• Work task: The answer must consist of each line of the records below that contains the string "water".
━━━━━ Data for this task ━━━━━
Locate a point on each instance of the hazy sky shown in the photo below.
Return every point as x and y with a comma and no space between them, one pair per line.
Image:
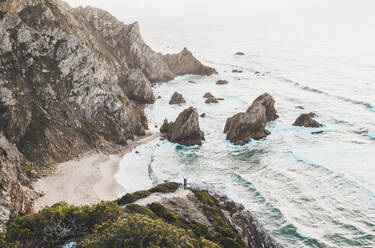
221,9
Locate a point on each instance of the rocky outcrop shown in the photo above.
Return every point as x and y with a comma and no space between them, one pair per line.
185,130
211,100
221,82
70,80
185,63
211,208
137,87
177,98
16,193
243,127
306,120
208,95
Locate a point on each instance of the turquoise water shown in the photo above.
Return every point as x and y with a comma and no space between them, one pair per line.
307,190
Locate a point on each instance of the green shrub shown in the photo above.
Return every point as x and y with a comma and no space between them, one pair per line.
168,187
141,231
59,223
137,209
227,236
133,197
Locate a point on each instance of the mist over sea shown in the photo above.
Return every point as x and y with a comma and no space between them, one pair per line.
308,190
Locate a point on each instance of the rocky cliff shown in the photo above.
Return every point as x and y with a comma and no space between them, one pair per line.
70,80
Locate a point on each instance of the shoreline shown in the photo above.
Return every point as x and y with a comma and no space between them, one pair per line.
86,180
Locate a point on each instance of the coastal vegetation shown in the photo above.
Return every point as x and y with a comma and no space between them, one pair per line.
122,223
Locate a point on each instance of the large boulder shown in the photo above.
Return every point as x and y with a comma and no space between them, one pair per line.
222,82
306,120
177,98
243,127
185,130
184,63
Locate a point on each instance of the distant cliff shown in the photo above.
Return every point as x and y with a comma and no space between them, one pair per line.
70,80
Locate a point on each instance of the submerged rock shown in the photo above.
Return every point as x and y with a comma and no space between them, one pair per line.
185,63
243,127
185,130
211,100
208,95
221,82
239,53
306,120
177,98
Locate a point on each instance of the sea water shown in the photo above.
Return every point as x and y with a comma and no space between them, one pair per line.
308,190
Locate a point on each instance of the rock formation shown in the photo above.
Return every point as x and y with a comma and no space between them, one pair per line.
185,63
176,98
71,79
221,82
243,127
185,130
211,100
306,120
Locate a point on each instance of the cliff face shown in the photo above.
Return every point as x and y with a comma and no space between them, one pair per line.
70,79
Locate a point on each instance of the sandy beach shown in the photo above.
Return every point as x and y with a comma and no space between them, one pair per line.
85,180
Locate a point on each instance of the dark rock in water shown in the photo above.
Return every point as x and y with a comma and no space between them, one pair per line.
165,127
243,127
184,63
239,53
306,120
208,95
318,132
221,82
185,130
211,100
177,98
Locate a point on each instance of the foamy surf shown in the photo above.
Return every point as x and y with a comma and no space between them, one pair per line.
133,172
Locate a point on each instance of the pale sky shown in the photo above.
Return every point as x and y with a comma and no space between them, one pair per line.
133,9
━━━━━
• Reply to the exercise:
Locate a point on each instance of the turquoise water shown in the photo above.
Locate a point on each instance of the sea water shown in the photo above.
Locate a point on each instance of the dark rock in water shown in the photo above.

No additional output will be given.